BEGIN Document passage

News








 

Dateline ACT

Guatemala 01/05
ACT Appeal
LACE52 (Revision 1) - Assistance to Flood& Volcano Affected

Hopes of building a new society

By Linda Nordahl Jakobsen, ACT International

Guatemala City, November 11, 2005--The lack of emergency help to many indigenous and poor communities during and after Hurricane Stan has underlined the centuries-old social and economic disparity that reigns in Guatemala. In early October, heavy rains from the hurricane lashed the whole Central America region, affecting Guatemala, El Salvador, Mexico and Nicaragua, and caused extensive flooding and mudslides. The hurricane destroyed homes, crops and other property, putting many in Guatemala, already at risk before the hurricane, under further threat.

The Tzutojils, a subgroup of Guatemala’s indigenous Maya people, live in villages and communities mainly on the western sides of Lake Atitlan. In the department of Sololá as a whole, 96.4 percent of the 307,661 inhabitants is indigenous, and 77.5 percent of the department’s population lives in poverty or extreme poverty In the department of San Marcos, which was also hard-hit by Hurricane Stan, 73.1 percent of the 794,951 inhabitants lives in poverty or extreme poverty (U.N. Human Development Report).

Hurricane Stan exposed the weaknesses of the disaster-response preparedness of the country. The government agency for coordination of the disaster response, CONRED, has been under severe criticism lately.

END Document passage

### Actions to take
a - In the news article on Hurricane Stan in Guatemala, what percentage of the inhabitants of the department of Sololá is indigenous?
b - Using the news article on Hurricane Stan in Guatemala, explain why the hurricane put many people in the country under further threat.
c - Go on with the news article on Hurricane Stan in Guatemala, starting after its last sentence about the criticism of CONRED.
The items that follow aren't needed for any of this work.

BEGIN Record set

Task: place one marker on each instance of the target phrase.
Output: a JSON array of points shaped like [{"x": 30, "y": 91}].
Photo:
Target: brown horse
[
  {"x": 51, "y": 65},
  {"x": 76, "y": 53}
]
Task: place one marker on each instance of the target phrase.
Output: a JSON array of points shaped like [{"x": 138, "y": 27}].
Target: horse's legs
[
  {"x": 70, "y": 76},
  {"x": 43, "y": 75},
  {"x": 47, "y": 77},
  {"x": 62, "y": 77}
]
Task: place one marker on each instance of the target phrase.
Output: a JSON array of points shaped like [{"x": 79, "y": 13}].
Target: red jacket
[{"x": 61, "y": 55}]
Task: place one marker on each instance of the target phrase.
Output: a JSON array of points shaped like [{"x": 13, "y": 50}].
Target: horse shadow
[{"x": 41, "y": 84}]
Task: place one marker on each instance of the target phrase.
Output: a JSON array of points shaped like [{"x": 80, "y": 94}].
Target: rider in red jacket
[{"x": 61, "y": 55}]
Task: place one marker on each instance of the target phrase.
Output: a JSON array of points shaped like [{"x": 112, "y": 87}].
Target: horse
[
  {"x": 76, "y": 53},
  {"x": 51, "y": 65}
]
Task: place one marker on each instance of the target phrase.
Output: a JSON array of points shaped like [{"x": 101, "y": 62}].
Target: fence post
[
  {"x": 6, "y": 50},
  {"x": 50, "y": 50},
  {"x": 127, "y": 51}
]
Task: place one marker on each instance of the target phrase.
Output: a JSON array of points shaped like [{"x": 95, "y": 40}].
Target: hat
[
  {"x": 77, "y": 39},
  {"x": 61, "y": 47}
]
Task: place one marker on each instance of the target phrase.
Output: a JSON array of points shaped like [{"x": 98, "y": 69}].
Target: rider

END Record set

### Answers given
a - 96.4 percent.

b - The hurricane destroyed homes, crops and other property. Many of those affected were already at risk before the storm, so these losses put them under further threat.

c -
When Hurricane Stan hit, local, national and church-based civil-society organizations started to talk and react to it as a catastrophe after a week of torrential rain. Several hundred small villages and communities had not been heard from and had received no assistance, food or shelter or help with evacuations.

The communities that had received assistance were mainly in the municipalities, fuelling the perception that aid went to these areas because of the numbers of government supporters living there.

The Catholic Church in particular and many of the civil-society organizations are now trying to use the momentum created by the flood of criticism to advocate for the government’s reconstruction plan to be one of constructing new social structures for Guatemala – and not only a plan of rebuilding infrastructure and communication.

“It’s now we have the opportunity to build up something new, a new Guatemala with more social equity,” says Eugenio Incer of the Social Research Institute, Avancso. “Stan has revealed in a brutal way the poverty that most of the population is submitted to. It has taken off the veil of poverty, so now we have the opportunity to at least talk about, discuss it and try to create solidarity with the poorest.”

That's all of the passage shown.